(Data items)
━━━━━━━━━━━━━━━━━━━━━━━━━━━━━━

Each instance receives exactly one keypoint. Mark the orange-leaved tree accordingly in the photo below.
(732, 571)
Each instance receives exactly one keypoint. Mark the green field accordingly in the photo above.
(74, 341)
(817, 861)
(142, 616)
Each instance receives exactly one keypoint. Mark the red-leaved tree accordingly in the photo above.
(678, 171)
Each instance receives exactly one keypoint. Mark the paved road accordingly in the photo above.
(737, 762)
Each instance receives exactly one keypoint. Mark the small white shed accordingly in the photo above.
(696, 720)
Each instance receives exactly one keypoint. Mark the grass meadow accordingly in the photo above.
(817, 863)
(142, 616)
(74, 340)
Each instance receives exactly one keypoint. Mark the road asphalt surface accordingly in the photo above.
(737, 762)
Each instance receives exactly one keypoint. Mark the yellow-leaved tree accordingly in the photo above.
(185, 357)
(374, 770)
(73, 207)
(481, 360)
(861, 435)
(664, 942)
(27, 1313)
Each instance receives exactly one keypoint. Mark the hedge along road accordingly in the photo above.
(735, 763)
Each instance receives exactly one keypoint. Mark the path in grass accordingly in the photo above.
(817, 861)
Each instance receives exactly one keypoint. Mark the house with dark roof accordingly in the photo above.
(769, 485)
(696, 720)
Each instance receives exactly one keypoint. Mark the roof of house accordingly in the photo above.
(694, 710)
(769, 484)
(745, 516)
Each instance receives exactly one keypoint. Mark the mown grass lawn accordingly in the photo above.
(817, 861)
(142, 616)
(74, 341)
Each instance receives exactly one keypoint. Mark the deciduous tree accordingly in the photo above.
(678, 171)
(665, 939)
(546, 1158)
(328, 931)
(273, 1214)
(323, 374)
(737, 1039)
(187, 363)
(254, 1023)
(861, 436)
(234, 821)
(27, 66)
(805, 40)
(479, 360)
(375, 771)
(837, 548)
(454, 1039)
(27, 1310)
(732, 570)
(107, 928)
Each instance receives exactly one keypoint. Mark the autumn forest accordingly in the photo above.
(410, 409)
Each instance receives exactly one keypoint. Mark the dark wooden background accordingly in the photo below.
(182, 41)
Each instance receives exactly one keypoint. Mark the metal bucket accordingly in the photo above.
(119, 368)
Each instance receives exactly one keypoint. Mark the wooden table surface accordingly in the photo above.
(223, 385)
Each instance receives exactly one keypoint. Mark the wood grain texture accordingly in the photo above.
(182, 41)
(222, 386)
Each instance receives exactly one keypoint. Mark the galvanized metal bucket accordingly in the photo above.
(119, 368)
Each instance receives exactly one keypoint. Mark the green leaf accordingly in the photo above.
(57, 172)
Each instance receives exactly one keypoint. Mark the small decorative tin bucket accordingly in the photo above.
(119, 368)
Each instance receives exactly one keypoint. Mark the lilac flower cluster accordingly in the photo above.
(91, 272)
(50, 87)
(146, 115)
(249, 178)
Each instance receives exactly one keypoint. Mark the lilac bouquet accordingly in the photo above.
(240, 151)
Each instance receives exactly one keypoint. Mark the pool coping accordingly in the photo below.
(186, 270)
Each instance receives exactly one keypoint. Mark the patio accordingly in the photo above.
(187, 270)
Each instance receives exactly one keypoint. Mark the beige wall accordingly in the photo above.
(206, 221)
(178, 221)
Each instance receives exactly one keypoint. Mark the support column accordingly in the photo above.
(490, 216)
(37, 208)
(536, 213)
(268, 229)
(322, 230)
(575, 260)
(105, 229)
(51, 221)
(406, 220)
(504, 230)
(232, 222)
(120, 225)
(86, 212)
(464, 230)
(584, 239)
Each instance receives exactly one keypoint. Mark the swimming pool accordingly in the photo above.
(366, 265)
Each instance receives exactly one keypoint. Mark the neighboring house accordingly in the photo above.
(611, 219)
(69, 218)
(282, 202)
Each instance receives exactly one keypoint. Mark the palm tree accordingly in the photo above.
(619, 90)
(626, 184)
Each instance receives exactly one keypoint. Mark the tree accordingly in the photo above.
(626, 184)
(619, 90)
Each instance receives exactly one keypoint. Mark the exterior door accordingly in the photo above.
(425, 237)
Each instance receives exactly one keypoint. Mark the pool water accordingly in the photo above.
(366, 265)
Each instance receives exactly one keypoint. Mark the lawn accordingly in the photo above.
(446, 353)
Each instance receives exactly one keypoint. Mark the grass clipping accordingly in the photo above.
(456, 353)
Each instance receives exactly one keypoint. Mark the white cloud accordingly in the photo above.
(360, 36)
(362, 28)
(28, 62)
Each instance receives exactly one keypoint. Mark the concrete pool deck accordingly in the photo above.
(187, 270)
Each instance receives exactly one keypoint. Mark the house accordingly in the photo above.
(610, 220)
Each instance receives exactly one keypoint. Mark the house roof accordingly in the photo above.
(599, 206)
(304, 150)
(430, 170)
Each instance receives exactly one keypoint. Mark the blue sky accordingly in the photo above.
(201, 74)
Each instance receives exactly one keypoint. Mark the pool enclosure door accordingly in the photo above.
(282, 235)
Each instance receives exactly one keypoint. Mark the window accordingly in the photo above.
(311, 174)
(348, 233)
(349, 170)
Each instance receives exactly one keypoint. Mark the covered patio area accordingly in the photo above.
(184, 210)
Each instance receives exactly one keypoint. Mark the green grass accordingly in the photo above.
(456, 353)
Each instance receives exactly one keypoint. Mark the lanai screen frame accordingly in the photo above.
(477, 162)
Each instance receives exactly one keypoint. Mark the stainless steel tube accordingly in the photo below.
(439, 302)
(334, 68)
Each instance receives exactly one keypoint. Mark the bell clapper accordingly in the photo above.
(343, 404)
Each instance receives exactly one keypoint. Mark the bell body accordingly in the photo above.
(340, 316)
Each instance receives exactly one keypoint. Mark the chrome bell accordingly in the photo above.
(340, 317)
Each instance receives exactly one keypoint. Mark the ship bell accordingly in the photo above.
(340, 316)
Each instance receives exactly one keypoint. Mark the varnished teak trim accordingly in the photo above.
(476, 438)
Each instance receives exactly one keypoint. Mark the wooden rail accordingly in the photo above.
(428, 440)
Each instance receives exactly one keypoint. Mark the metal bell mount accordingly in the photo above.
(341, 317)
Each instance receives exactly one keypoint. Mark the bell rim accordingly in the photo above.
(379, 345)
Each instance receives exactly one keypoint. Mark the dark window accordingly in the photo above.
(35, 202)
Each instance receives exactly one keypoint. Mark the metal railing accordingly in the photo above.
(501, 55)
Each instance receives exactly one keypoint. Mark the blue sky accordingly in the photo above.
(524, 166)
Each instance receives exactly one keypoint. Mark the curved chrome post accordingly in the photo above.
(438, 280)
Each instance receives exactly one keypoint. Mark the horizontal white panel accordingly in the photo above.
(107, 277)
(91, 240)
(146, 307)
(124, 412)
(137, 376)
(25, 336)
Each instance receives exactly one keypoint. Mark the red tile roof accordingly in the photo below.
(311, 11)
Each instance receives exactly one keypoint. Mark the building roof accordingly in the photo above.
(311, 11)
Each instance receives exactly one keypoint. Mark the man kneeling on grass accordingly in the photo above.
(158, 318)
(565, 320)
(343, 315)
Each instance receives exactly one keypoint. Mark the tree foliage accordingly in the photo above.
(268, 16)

━━━━━━━━━━━━━━━━━━━━━━━━━━━━━━

Required work: Every entry needs to be written out again, exactly as given.

Exercise answer:
Each instance receives exactly one keypoint. Mark the orange-leaved tree accordingly in the photo below.
(732, 571)
Each instance receives exactly one keypoint. Mark the green field accordingly in the photo above.
(74, 341)
(817, 861)
(142, 616)
Each instance receives exactly one keypoint. Mark the red-leaved tree accordingly in the photo above.
(678, 171)
Each instance receives exactly one keypoint. Mark the paved road accordingly in the photo above.
(737, 762)
Each instance receives exactly one keypoint. Mark the small white shed accordingly in the photo above.
(696, 720)
Each instance receives exactly one keypoint. Mark the grass meadow accordingly in the photo above.
(817, 863)
(142, 616)
(74, 340)
Each instance receives exactly one keypoint. Mark the road asphalt surface accordingly in the photo above.
(737, 762)
Each instance receives exactly one keypoint. Mark the yellow-leaved tree accordingly in the photo above.
(185, 357)
(374, 770)
(73, 207)
(481, 360)
(861, 435)
(664, 942)
(27, 1313)
Each instance receives exactly one keypoint. Mark the hedge along road accordingly in the photo above.
(735, 763)
Each instance receives exactly one keypoint. Mark the path in grass accordingly in the photo above.
(817, 861)
Each instance receives exactly one keypoint. Mark the house with dark roof accordingly in the photo above.
(769, 485)
(696, 720)
Each instance receives exactly one keypoint. Mark the roof of house accordingly in the photo above.
(694, 710)
(769, 484)
(745, 516)
Each instance receives exactly one keypoint. Mark the mown grass lawn accordingly in the photo above.
(817, 861)
(142, 616)
(74, 341)
Each instance receives exactly one keypoint. Mark the deciduous tree accordingly in the photo above.
(678, 171)
(665, 939)
(546, 1158)
(328, 931)
(273, 1214)
(323, 374)
(737, 1039)
(187, 363)
(254, 1023)
(861, 436)
(234, 821)
(27, 66)
(805, 40)
(479, 360)
(375, 771)
(837, 548)
(454, 1039)
(27, 1310)
(732, 570)
(107, 928)
Each instance receives exactly one keypoint. Mark the autumn forest accordingly in the photo above.
(410, 409)
Each instance receives exactly one keypoint. Mark the dark wooden background accordingly in the photo below.
(182, 41)
Each instance receives exactly one keypoint. Mark the metal bucket accordingly in the photo above.
(119, 368)
Each instance receives exactly one keypoint. Mark the wooden table surface accordingly in the photo above.
(223, 385)
Each instance receives exactly one keypoint. Mark the wood grain texture accordingly in the photo above.
(182, 41)
(222, 386)
Each instance receives exactly one keypoint. Mark the galvanized metal bucket accordingly in the photo above.
(119, 368)
Each instance receives exactly one keypoint. Mark the green leaf accordingly in the photo above.
(57, 172)
Each instance receives exactly one keypoint. Mark the small decorative tin bucket accordingly in the photo above.
(119, 368)
Each instance receives exactly one keypoint. Mark the lilac flower cluster accordingly in the photo above.
(91, 272)
(50, 87)
(146, 115)
(249, 178)
Each instance receives exactly one keypoint. Mark the lilac bouquet accordingly in the photo above.
(240, 151)
Each instance receives exactly one keypoint. Mark the pool coping accordingly in the photo below.
(186, 270)
Each instance receives exactly one keypoint. Mark the patio accordingly in the photo above.
(187, 270)
Each instance receives exactly one keypoint. Mark the beige wall accordingly in the photo above.
(206, 221)
(178, 221)
Each instance receives exactly one keypoint. Mark the support column accordingly in the photo above.
(490, 216)
(37, 208)
(536, 213)
(268, 229)
(322, 230)
(575, 260)
(105, 229)
(51, 221)
(406, 220)
(504, 230)
(232, 222)
(120, 225)
(86, 212)
(464, 230)
(584, 239)
Each instance receives exactly one keypoint. Mark the swimming pool accordingly in the photo above.
(366, 265)
Each instance receives exactly one keypoint. Mark the neighboring house accordingly in the photo above.
(611, 219)
(69, 218)
(282, 202)
Each instance receives exactly one keypoint. Mark the palm tree accordingly in the photo above.
(619, 90)
(626, 184)
Each instance receives exactly one keypoint. Mark the tree accordingly in the photo above.
(626, 184)
(619, 90)
Each instance receives exactly one keypoint. Mark the exterior door accordingly in the photo above.
(425, 237)
Each instance receives exactly one keypoint. Mark the pool water accordingly in the photo above.
(366, 265)
Each instance receives exactly one keypoint. Mark the lawn accordingly in the photo above.
(446, 353)
Each instance receives exactly one keypoint. Mark the grass clipping accordingly in the photo above.
(456, 353)
Each instance receives exactly one keypoint. Mark the white cloud accordingly in the photo above.
(360, 36)
(362, 28)
(28, 62)
Each instance receives exactly one keypoint. Mark the concrete pool deck accordingly in the photo above.
(187, 270)
Each instance receives exactly one keypoint. Mark the house accordingly in the photo above.
(610, 220)
Each instance receives exactly one keypoint. Mark the house roof accordingly in the photo above.
(599, 206)
(304, 150)
(430, 170)
Each instance receives exactly one keypoint. Mark the blue sky accordingly in the photo above.
(201, 74)
Each instance receives exactly one keypoint. Mark the pool enclosure door accordingly in the photo above.
(282, 235)
Each instance receives exactly one keypoint. Mark the window accordingly in the photo above.
(311, 174)
(348, 233)
(349, 170)
Each instance receives exactly one keypoint. Mark the covered patio area accordingly in the photo above.
(184, 210)
Each instance receives exactly one keypoint. Mark the green grass accordingly in the photo above.
(456, 353)
Each instance receives exactly one keypoint. Mark the lanai screen frame accordingly in the photo above.
(477, 162)
Each instance receives exactly one keypoint. Mark the stainless steel tube accordingly in the photo below.
(439, 302)
(334, 68)
Each instance receives exactly one keypoint. Mark the bell clapper accordingly in the photo above.
(343, 404)
Each instance receives exactly one keypoint. Mark the bell body accordingly in the photo above.
(340, 316)
Each instance receives exactly one keypoint. Mark the chrome bell accordingly in the photo above.
(340, 317)
Each instance receives exactly one keypoint. Mark the ship bell accordingly in the photo above.
(340, 316)
Each instance receives exactly one keypoint. Mark the varnished teak trim accordingly in the photo above.
(476, 438)
Each instance receives exactly one keypoint. Mark the wooden rail accordingly in the photo above.
(428, 440)
Each instance receives exactly one keypoint. Mark the metal bell mount accordingly in the photo above.
(341, 317)
Each instance receives exactly one keypoint. Mark the bell rim accordingly in the photo above.
(379, 345)
Each instance receives exactly one keypoint. Mark the dark window accordingly in the photo above.
(35, 202)
Each instance receives exactly one keypoint. Mark the metal railing accordingly in the photo above.
(501, 55)
Each instance receives exactly one keypoint. Mark the blue sky accordingly in the photo above.
(524, 166)
Each instance receives exactly one keypoint. Mark the curved chrome post accordingly in the photo above.
(438, 280)
Each instance receives exactly one keypoint. Mark the horizontal white panel accordingly in the photo above.
(107, 277)
(91, 240)
(146, 307)
(124, 412)
(137, 376)
(25, 336)
Each instance receives exactly one keypoint. Mark the red tile roof accordingly in the photo below.
(311, 11)
Each instance receives exactly one keypoint. Mark the building roof accordingly in the photo above.
(311, 11)
Each instance receives exactly one keypoint. Mark the man kneeling on grass accordingly in the photo above.
(158, 318)
(565, 320)
(343, 315)
Each instance receives exactly one keypoint. Mark the tree foliage accordingly in the photo above.
(268, 16)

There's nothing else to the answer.